Task directions | All of the entries below need repeating exactly, apart from their images.

^^^^

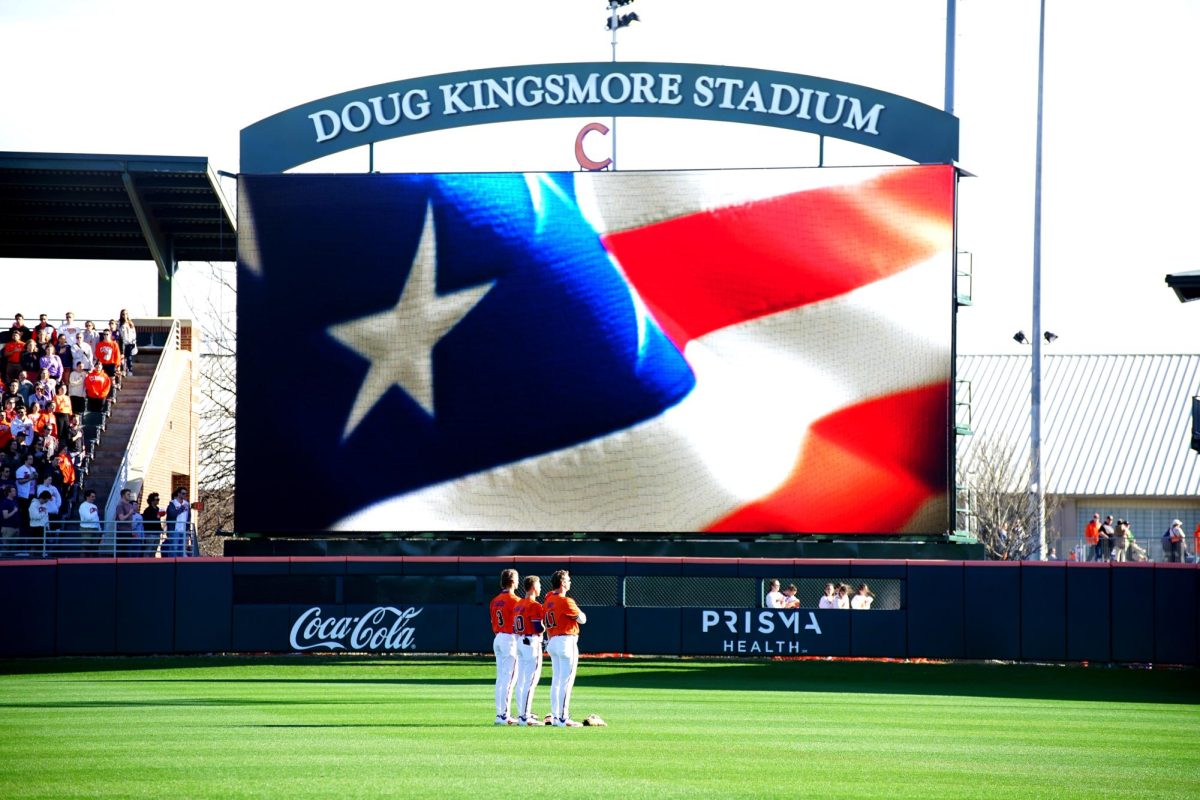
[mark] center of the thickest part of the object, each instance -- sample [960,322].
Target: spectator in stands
[63,349]
[108,353]
[18,326]
[1108,531]
[51,364]
[24,385]
[70,328]
[72,439]
[63,410]
[27,481]
[22,431]
[12,456]
[64,470]
[41,401]
[90,335]
[43,421]
[179,513]
[10,518]
[89,523]
[10,413]
[12,350]
[863,599]
[97,386]
[40,518]
[151,522]
[129,334]
[55,501]
[49,383]
[124,517]
[13,391]
[1120,541]
[43,331]
[31,360]
[76,391]
[1092,536]
[1173,542]
[82,353]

^^^^

Result for this exercise |
[mark] center of the thickest part of the object, each instance -- sample [960,322].
Target: spectator in stands
[63,349]
[108,353]
[18,326]
[1108,531]
[51,364]
[24,385]
[70,328]
[72,439]
[63,410]
[27,481]
[22,431]
[12,456]
[64,470]
[41,401]
[90,335]
[43,421]
[179,513]
[10,518]
[89,523]
[10,413]
[12,350]
[863,599]
[97,386]
[40,518]
[151,522]
[129,334]
[55,501]
[49,383]
[124,517]
[13,391]
[1120,541]
[43,331]
[31,360]
[76,391]
[1092,536]
[1173,542]
[82,353]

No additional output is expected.